■ PROBLEM REQUIREMENTS ■
From the entries below, pull out each line where "range" appears.

(Records from a data collection)
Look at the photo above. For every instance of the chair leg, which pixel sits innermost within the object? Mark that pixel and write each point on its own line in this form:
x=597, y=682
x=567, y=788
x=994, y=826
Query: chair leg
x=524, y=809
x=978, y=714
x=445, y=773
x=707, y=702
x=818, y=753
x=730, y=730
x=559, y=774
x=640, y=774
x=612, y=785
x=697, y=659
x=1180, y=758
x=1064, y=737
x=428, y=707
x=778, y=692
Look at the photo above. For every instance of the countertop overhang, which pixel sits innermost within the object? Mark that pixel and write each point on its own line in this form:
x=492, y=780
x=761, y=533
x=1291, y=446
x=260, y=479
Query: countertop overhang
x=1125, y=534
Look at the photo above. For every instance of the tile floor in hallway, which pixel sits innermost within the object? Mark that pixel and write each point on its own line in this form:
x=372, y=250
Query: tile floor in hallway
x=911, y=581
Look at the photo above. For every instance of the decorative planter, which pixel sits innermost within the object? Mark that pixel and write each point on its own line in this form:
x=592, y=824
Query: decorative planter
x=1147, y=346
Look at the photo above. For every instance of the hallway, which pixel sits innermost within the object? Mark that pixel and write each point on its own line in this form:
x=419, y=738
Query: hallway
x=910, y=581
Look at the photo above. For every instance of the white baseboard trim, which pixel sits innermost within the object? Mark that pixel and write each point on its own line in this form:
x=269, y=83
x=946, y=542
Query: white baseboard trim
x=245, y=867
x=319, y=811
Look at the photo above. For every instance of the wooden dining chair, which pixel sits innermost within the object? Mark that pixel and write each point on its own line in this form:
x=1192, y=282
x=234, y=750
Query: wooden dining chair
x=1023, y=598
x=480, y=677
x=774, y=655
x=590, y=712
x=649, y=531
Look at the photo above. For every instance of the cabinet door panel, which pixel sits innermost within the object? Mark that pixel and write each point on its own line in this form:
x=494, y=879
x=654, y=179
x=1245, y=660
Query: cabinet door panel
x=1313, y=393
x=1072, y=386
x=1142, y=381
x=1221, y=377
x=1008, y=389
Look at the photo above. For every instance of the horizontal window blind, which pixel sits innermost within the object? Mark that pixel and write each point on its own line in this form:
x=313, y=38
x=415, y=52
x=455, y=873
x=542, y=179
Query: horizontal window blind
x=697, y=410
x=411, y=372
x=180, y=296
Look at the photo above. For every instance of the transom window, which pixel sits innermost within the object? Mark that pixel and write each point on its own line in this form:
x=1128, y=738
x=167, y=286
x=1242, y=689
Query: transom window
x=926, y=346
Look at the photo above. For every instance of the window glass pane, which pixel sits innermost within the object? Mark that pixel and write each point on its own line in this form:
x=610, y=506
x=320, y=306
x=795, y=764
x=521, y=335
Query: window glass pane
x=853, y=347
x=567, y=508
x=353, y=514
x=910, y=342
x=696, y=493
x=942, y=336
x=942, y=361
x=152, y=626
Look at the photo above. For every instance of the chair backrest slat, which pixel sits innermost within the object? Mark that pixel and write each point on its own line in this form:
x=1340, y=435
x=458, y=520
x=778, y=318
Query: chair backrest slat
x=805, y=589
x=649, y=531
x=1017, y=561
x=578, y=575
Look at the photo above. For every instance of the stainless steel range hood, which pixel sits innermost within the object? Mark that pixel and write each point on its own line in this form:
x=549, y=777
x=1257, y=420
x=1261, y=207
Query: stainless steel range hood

■ OUTPUT OF THE TASK ■
Look at the photo above. For every instance of the stainless steel range hood, which pixel sits innermost within the object? Mark that pixel and write each point on its own line in this form:
Query: stainless steel range hood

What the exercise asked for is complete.